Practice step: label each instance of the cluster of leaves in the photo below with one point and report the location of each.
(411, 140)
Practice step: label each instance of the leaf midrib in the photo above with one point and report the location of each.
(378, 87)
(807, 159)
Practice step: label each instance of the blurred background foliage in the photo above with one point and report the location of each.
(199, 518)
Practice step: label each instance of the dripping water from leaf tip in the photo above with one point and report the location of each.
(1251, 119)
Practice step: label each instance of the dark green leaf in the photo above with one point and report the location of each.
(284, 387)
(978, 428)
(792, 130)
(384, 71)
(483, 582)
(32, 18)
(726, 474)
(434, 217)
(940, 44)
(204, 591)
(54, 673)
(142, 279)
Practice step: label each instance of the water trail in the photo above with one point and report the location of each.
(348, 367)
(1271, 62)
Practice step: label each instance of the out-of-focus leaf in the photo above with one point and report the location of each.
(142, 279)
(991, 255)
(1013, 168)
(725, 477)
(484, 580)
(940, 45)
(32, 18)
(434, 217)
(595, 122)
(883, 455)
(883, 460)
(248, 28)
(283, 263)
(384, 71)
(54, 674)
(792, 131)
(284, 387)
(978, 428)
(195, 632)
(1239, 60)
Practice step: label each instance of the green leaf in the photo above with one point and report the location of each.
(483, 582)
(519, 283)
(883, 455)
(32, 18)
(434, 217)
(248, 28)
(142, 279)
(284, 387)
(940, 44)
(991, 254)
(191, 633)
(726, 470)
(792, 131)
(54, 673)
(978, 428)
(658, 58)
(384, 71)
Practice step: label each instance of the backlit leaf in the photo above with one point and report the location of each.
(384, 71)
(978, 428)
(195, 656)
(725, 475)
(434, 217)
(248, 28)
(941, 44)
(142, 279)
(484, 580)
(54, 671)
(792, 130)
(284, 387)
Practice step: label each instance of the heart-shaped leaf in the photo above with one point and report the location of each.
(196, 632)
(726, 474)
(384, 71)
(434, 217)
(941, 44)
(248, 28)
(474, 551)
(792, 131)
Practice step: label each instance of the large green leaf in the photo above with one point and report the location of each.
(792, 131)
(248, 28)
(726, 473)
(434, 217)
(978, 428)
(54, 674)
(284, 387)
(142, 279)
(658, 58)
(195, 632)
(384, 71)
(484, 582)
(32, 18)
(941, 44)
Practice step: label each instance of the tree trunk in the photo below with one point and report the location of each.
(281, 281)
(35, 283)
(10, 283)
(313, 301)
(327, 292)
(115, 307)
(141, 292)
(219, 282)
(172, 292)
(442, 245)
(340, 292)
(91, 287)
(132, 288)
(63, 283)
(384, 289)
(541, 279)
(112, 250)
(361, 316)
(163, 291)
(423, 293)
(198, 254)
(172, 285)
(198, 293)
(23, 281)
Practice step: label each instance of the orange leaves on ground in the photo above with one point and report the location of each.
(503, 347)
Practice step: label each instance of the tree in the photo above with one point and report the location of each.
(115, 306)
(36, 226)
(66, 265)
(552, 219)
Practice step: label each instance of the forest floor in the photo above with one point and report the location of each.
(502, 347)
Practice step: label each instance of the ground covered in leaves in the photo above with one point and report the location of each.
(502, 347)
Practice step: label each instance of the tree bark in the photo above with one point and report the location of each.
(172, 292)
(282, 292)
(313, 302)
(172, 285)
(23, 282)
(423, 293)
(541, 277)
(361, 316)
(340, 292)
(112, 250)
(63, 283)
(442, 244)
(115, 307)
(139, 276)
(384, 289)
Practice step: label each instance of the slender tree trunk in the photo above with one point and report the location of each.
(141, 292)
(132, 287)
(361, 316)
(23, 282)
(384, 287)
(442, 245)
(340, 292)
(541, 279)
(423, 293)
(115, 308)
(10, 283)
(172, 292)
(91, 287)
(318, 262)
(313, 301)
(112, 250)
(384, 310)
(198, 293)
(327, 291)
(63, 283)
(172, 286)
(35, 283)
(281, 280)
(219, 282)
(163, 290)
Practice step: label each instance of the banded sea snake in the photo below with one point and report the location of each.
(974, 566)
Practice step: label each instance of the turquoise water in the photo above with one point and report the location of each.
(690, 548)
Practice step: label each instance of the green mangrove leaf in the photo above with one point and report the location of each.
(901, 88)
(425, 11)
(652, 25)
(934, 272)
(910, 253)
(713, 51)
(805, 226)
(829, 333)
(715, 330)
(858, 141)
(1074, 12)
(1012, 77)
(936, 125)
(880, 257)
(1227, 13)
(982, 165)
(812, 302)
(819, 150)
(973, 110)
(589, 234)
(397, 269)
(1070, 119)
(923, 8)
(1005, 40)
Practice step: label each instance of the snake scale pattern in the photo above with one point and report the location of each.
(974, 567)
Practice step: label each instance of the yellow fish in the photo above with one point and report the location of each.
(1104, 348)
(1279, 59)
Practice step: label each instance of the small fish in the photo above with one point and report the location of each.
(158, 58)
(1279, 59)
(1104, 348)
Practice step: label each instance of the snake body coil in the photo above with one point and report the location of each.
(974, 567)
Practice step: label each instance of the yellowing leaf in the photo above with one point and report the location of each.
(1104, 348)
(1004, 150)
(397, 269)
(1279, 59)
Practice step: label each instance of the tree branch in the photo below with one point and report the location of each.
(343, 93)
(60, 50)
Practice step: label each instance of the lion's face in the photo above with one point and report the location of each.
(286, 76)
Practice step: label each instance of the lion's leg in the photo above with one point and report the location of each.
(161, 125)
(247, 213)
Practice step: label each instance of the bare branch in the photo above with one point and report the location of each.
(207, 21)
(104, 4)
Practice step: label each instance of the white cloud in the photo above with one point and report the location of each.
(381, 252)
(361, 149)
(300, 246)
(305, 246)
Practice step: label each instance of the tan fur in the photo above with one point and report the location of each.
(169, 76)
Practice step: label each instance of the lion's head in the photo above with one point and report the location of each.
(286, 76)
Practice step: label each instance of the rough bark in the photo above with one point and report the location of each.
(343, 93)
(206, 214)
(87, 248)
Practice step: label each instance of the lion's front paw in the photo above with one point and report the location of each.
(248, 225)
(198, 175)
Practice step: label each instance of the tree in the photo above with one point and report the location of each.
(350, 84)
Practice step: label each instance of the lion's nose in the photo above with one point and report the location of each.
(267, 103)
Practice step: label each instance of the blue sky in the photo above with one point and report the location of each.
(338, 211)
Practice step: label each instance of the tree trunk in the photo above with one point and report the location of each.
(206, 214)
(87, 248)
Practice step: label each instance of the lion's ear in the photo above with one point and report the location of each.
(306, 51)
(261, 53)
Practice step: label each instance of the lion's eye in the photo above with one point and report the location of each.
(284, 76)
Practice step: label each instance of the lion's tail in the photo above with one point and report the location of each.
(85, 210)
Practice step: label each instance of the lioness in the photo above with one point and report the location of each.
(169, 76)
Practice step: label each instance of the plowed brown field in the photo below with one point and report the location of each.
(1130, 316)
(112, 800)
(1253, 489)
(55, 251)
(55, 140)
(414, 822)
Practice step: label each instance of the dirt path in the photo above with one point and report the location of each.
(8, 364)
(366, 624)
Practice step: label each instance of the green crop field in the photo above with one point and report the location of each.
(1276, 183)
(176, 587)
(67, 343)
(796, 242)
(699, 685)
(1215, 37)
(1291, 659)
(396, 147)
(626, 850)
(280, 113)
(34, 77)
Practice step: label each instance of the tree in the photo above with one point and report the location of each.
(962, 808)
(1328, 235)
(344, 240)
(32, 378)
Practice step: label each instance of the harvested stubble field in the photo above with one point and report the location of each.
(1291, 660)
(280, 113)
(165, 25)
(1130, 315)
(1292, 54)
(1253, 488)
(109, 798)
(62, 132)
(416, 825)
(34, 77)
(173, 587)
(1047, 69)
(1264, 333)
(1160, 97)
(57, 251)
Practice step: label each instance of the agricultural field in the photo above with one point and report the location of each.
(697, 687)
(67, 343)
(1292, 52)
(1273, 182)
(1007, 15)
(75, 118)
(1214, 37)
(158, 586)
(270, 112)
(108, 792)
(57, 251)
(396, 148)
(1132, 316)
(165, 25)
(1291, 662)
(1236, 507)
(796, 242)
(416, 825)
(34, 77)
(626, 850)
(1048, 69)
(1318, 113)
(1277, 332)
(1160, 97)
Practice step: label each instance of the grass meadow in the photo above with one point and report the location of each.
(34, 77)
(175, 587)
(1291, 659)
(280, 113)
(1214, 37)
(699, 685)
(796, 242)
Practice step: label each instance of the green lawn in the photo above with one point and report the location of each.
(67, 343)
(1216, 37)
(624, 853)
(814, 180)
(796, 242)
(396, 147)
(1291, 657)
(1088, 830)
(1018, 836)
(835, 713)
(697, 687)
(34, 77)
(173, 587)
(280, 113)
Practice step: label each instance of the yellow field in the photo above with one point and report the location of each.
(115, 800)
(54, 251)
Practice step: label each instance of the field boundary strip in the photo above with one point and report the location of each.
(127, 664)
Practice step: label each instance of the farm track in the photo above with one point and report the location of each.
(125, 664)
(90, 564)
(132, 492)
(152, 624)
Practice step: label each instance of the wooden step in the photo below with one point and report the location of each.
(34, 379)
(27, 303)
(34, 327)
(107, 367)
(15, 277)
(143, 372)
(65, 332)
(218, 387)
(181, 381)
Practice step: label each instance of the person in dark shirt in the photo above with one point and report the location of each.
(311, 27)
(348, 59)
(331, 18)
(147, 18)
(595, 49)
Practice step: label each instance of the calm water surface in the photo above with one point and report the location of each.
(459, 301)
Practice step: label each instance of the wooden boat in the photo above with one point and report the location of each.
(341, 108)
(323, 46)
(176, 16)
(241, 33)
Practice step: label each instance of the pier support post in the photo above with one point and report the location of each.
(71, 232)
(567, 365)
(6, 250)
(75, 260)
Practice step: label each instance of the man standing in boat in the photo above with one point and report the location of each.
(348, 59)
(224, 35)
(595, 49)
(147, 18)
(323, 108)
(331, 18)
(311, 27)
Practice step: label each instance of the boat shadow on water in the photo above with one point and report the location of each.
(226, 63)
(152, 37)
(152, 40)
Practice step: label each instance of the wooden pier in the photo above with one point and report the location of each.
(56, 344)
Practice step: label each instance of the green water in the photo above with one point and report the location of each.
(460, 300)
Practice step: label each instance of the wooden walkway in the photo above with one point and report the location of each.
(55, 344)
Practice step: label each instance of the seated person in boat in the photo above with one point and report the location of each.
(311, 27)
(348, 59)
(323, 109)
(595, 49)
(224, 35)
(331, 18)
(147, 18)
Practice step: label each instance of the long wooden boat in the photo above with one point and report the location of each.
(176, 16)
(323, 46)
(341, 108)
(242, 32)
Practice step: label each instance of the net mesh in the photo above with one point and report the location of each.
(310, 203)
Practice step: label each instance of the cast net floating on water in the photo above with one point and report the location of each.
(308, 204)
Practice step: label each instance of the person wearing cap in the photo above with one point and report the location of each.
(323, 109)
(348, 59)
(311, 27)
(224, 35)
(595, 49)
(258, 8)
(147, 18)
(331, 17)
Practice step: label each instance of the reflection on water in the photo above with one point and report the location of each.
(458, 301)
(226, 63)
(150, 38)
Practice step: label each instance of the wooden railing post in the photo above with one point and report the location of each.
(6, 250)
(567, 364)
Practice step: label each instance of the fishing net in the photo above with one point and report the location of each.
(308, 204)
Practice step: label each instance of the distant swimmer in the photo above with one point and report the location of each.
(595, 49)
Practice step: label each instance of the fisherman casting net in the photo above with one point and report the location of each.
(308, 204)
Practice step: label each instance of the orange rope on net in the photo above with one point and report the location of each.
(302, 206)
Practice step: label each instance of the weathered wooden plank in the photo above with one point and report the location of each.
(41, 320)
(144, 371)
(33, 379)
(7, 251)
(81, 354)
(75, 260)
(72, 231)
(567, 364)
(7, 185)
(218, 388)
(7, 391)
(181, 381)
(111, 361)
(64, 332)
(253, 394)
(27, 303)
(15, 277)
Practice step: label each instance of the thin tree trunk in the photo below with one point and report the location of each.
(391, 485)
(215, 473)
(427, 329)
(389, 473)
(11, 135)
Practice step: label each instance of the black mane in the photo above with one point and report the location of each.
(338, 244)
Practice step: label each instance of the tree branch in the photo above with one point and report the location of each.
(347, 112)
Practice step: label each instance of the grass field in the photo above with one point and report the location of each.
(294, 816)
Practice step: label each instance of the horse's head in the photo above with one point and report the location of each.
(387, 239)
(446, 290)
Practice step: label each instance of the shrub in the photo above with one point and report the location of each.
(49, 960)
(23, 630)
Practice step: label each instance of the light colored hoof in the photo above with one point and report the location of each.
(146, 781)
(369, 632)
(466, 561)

### [What is asked]
Reproduce, word for word, every line starting at the line that contains "Practice step: label each instance of the thin" and ending with the final line of the entries.

### [Exercise answer]
Practice step: label each instance of the thin tree trunk in the photo below with one point and report the location of each.
(391, 485)
(215, 473)
(427, 329)
(389, 473)
(11, 135)
Practice step: label each instance of the black mane in the photo above with one point and report the location of each.
(338, 244)
Practice step: label each instance of the tree branch in the photo above with one point and report the location of each.
(347, 112)
Practice step: label each instance of the grass field in the photo above with one point and report the location of each.
(294, 816)
Practice step: label each instance of the horse's head in the photo above with one point and report the location of each.
(387, 239)
(446, 290)
Practice step: label each instance of the shrub in the photo above with one point and report the location of each.
(49, 960)
(23, 630)
Practice step: label each instance of the light colored hoof in the photo above with one point and report the location of each.
(146, 781)
(369, 632)
(466, 561)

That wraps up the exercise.